In United States v. Brooks, 415 F.2d 502, 505 (6th Cir. 1969), and United States v. Hart, 449 F.2d 340 (6th Cir. 1971), this Court ruled that local boards which failed to comply with the requirements of 32 C.F.R. Sec. 1604.52(c) were nonetheless de facto boards whose actions would not be collaterally attacked for their failure to be in compliance with that regulation.
The judgment of the District Court is therefore affirmed.
The Honorable William K. Thomas, United States District Judge, Northern District of Ohio, sitting by designation
At the induction center, Appellant refused to give a written statement respecting his refusal to be inducted. The portion of the processing officer's letter quoted in the text is therefore the only written record respecting Appellant's conscientious objector beliefs
Even if Appellant had made a formal application for conscientious objector status at some time after he received his notice to report for induction-which he did not do-the Local Board could not have reopened his classification absent a specific finding that there had been a change in his circumstances over which he had no control. Ehlert v. United States, 402 U.S. 99, 91 S.Ct. 1319, 28 L.Ed.2d 625 (1971) (construing 32 C.F.R. Sec. 1625.2 (1971))

**Required actions:**
• a. Return the stretch of the court opinion from "In United States" through "with that regulation.", word for word.
• b. Answer these questions using the court opinion:
(i) Which circuit decided United States v. Brooks?
(ii) What did Appellant refuse to give at the induction center?
(iii) Which regulation was construed in Ehlert v. United States?
The records that come next are separate material and are unrelated to the court opinion.

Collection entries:
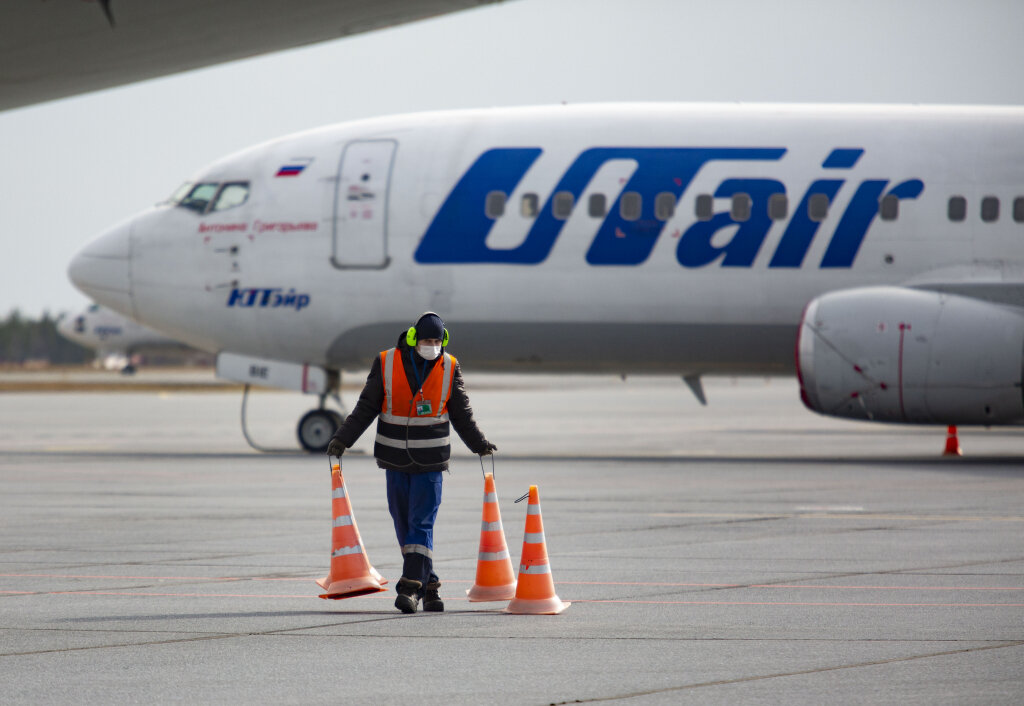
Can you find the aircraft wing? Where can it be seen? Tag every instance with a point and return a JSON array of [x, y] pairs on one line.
[[51, 50]]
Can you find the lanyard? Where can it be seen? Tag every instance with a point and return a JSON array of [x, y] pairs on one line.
[[420, 377]]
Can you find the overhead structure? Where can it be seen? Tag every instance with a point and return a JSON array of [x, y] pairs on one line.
[[51, 50]]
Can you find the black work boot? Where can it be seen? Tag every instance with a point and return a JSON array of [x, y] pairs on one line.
[[432, 601], [409, 598]]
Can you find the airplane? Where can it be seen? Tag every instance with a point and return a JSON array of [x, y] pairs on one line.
[[876, 251], [51, 50], [116, 338]]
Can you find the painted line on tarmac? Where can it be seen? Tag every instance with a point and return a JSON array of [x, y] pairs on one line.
[[846, 514]]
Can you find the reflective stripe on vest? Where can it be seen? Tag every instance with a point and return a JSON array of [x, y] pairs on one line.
[[412, 421], [413, 443]]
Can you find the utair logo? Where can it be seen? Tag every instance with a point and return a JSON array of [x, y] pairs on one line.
[[272, 297], [459, 232]]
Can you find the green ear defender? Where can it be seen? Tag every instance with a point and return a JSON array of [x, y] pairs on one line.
[[411, 337]]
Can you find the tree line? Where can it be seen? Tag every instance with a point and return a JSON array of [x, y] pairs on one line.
[[24, 339]]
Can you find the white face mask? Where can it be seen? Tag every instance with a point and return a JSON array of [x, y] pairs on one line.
[[428, 353]]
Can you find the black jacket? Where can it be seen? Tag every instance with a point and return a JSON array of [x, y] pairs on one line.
[[372, 399]]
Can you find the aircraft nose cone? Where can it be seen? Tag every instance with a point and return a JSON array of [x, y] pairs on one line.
[[102, 270]]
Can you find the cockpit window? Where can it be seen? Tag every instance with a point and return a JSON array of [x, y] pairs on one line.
[[231, 194], [199, 197], [180, 193]]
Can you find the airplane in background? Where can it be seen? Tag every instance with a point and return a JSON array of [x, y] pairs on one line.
[[876, 251], [116, 338]]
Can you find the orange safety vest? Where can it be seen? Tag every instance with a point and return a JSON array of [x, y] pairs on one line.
[[413, 429]]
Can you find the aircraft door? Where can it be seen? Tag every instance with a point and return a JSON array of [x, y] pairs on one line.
[[360, 204]]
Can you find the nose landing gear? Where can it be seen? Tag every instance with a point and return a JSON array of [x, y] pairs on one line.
[[316, 427]]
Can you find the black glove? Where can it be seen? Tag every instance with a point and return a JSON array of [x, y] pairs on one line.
[[335, 448]]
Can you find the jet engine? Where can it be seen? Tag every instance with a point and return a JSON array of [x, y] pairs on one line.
[[893, 354]]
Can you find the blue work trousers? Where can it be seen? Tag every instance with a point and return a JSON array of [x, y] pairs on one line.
[[413, 500]]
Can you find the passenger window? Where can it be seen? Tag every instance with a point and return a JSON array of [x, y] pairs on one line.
[[665, 205], [199, 197], [529, 206], [740, 210], [817, 207], [957, 208], [704, 206], [778, 207], [889, 207], [495, 206], [231, 195], [562, 207], [629, 206], [990, 209]]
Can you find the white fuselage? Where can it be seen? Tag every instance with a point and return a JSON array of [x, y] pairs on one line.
[[347, 233]]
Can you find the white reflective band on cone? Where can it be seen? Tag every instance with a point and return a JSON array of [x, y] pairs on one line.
[[342, 551], [413, 443], [541, 569]]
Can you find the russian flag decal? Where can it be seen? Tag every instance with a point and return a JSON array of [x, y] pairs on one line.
[[294, 168]]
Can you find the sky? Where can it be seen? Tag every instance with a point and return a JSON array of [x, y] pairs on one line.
[[73, 168]]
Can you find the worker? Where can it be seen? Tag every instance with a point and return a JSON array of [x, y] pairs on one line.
[[414, 389]]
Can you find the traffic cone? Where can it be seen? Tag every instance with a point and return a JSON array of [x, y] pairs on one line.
[[350, 573], [495, 580], [952, 443], [535, 592]]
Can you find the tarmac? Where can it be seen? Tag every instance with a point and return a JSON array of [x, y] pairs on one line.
[[750, 551]]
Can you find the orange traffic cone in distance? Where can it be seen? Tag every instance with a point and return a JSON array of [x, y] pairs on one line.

**Answers for the exercise:**
• a.
In United States v. Brooks, 415 F.2d 502, 505 (6th Cir. 1969), and United States v. Hart, 449 F.2d 340 (6th Cir. 1971), this Court ruled that local boards which failed to comply with the requirements of 32 C.F.R. Sec. 1604.52(c) were nonetheless de facto boards whose actions would not be collaterally attacked for their failure to be in compliance with that regulation.

• b.
(i) The Sixth Circuit.
(ii) A written statement respecting his refusal to be inducted.
(iii) 32 C.F.R. Sec. 1625.2 (1971).